:: EXTRACT ::
2.6 File Descriptor Passing and Unix Socket Semantics
Description / Expanded Explanation
Wayland can pass file descriptors over the socket using SCM_RIGHTS. This is how dmabuf, shared memory, and many custom protocols transfer resources. Understanding the lifetime rules and duplication semantics is essential when your custom protocol includes fd arguments.
Definitions & Key Terms
- SCM_RIGHTS -> Unix mechanism for passing fds between processes
- fd argument -> protocol argument of type “fd” in XML
- duplication -> the receiver gets its own fd referring to the same file description
- close-after-send -> safe because the fd is duplicated in transit
Mental Model Diagram (ASCII)
server fd -> sendmsg(SCM_RIGHTS) -> client receives new fd
| |
+-- server can close +-- client owns its copy
How It Works (Step-by-Step)
- Define an argument of type=”fd” in the protocol XML.
- Server sends an event or request containing the fd.
- The kernel duplicates the fd into the receiving process.
- The receiver handles and closes its copy when done.
Minimal Concrete Example
// server side
int fd = open("/tmp/data.bin", O_RDONLY);
my_proto_send_fd(resource, fd);
close(fd); // safe after send
Common Misconceptions
- Misconception -> The receiver shares the same fd number. Correction -> The receiver gets a new fd referring to the same underlying file.
:::
:: MATERIAL PROVIDED ::
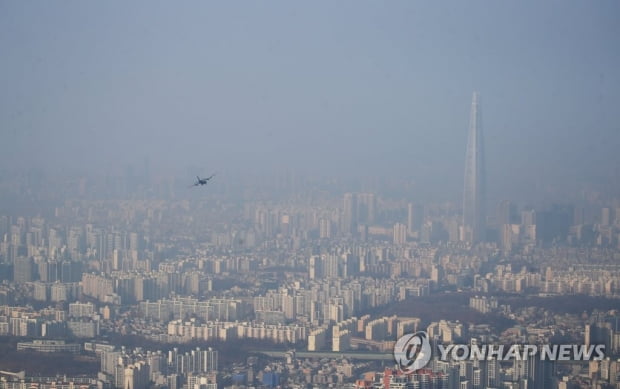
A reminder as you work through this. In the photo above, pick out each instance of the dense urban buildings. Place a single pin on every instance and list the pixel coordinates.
:::
**TASK SET:**
1. According to the section on file descriptor passing, why is it safe for the server to close its fd right after sending it?
2. Do these statements agree with the section on file descriptor passing? Answer yes or no for each and quote the words that decide it. (a) The receiver gets the same fd number that the sender used. (b) The kernel puts a duplicate of the fd into the receiving process. (c) Shared memory is one of the things transferred by passing fds over the socket.
None of this data is used by any task.

**RESPONSES BY TASK:**
1. Closing after sending is safe because the fd is duplicated in transit. The kernel duplicates the fd into the receiving process, so the receiver owns its own copy that refers to the same file description.

2.
(a) No: "The receiver gets a new fd referring to the same underlying file."
(b) Yes: "The kernel duplicates the fd into the receiving process."
(c) Yes: "This is how dmabuf, shared memory, and many custom protocols transfer resources."